▶ **LA DEMANDE**: Recopiez fidèlement toutes les lignes ci-dessous en omettant les images, s'il vous plaît.

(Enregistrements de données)
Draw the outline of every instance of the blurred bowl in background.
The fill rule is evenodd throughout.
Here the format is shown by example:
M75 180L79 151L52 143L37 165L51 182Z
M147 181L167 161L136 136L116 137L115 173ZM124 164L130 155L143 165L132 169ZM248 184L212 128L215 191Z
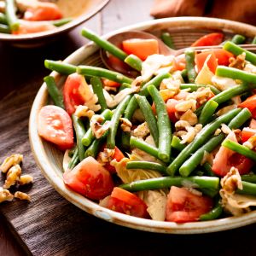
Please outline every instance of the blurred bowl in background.
M63 14L63 18L72 18L72 21L56 26L55 29L37 33L12 35L0 32L0 41L22 48L38 47L49 44L91 18L108 2L109 0L57 0L55 3Z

▶ **SORTIE COMPLÈTE**:
Draw the outline of every instance of the blurred bowl in background.
The fill rule is evenodd throughout.
Here the format is shown by example:
M75 180L79 151L52 143L37 165L51 182Z
M147 181L167 161L136 136L116 137L115 173ZM124 164L130 155L143 165L132 169ZM248 184L212 128L215 191Z
Please outline every instance of the blurred bowl in background.
M63 14L63 18L72 18L72 21L56 26L55 29L37 33L12 35L0 32L0 41L22 48L38 47L49 44L91 18L108 2L109 0L57 0L55 3Z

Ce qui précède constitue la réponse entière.